+++ Data provided

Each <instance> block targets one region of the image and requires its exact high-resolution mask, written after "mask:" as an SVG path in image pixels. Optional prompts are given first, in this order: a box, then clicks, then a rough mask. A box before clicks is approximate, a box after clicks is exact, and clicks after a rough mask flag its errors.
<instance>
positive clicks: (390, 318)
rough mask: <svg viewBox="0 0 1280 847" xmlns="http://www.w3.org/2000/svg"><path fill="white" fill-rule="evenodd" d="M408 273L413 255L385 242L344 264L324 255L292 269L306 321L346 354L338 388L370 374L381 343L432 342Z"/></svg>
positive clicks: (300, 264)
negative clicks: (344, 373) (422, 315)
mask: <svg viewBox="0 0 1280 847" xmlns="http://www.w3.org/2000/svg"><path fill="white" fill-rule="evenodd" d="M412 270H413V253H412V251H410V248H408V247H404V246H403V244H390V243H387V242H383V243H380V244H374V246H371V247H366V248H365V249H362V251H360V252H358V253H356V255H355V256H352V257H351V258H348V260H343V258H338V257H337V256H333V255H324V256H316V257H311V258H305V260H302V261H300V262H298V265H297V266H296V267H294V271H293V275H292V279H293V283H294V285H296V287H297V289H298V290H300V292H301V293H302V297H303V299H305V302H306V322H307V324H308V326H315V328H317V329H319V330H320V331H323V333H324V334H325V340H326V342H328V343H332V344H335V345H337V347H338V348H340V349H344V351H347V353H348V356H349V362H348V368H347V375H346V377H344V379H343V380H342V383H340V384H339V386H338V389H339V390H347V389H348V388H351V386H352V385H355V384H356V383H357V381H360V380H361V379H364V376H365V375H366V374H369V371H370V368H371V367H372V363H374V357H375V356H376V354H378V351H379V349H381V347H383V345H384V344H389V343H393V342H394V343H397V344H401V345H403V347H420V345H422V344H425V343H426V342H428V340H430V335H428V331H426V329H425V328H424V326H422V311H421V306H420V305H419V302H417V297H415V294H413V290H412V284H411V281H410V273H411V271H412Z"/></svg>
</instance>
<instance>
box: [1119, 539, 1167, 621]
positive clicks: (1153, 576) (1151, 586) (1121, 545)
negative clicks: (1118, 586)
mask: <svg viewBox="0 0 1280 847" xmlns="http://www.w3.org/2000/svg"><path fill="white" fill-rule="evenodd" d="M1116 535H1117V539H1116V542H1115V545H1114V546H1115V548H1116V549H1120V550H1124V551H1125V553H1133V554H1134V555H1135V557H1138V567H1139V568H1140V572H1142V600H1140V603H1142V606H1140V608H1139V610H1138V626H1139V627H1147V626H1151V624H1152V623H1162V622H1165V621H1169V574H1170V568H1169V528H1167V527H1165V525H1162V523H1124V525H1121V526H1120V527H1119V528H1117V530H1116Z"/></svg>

++++++

__Exercise description__
Reproduce the whole listing above line for line, changing nothing.

__Answer box__
Each <instance> block targets one region of the image and requires its exact high-resolution mask, written after "mask:" as an SVG path in image pixels. Optional prompts are given first, in this order: a box, then clicks, then a rough mask. A box before clicks is approximate, a box after clicks is exact, and clicks after a rough mask flag its errors.
<instance>
positive clicks: (390, 318)
rough mask: <svg viewBox="0 0 1280 847" xmlns="http://www.w3.org/2000/svg"><path fill="white" fill-rule="evenodd" d="M408 273L413 255L385 242L344 264L324 255L292 269L306 321L346 354L338 388L370 374L381 343L432 342Z"/></svg>
positive clicks: (300, 264)
negative clicks: (344, 373) (422, 315)
mask: <svg viewBox="0 0 1280 847" xmlns="http://www.w3.org/2000/svg"><path fill="white" fill-rule="evenodd" d="M412 270H413V253H412V251H410V248H408V247H404V246H403V244H390V243H387V242H383V243H380V244H374V246H371V247H366V248H365V249H362V251H360V252H358V253H356V255H355V256H352V257H351V258H348V260H343V258H338V257H337V256H333V255H324V256H316V257H311V258H305V260H302V261H300V262H298V265H297V266H296V267H294V271H293V275H292V279H293V283H294V285H296V287H297V289H298V290H300V292H301V293H302V297H303V299H305V302H306V322H307V324H308V326H315V328H317V329H319V330H320V331H323V333H324V334H325V340H326V342H328V343H332V344H335V345H337V347H338V348H340V349H344V351H347V353H348V356H349V362H348V368H347V375H346V377H344V379H343V380H342V383H340V384H339V386H338V389H339V390H347V389H348V388H351V386H352V385H355V384H356V383H357V381H360V380H361V379H364V376H365V375H366V374H369V371H370V368H371V367H372V363H374V357H375V356H376V354H378V351H379V349H381V347H383V345H384V344H389V343H393V342H394V343H397V344H401V345H403V347H420V345H422V344H425V343H426V342H428V340H430V335H428V331H426V329H425V328H424V326H422V311H421V306H420V305H419V302H417V297H415V294H413V290H412V284H411V281H410V273H411V271H412Z"/></svg>
</instance>
<instance>
box: [1119, 539, 1167, 621]
positive clicks: (1153, 576) (1151, 586) (1121, 545)
negative clicks: (1118, 586)
mask: <svg viewBox="0 0 1280 847" xmlns="http://www.w3.org/2000/svg"><path fill="white" fill-rule="evenodd" d="M1116 535H1117V539H1116V542H1115V545H1114V546H1115V548H1116V549H1120V550H1124V551H1125V553H1133V554H1134V555H1135V557H1138V567H1139V568H1140V572H1142V600H1140V603H1142V606H1140V608H1139V610H1138V626H1139V627H1147V626H1151V624H1152V623H1162V622H1165V621H1169V574H1170V568H1169V528H1167V527H1165V525H1162V523H1124V525H1121V526H1120V527H1119V528H1117V530H1116Z"/></svg>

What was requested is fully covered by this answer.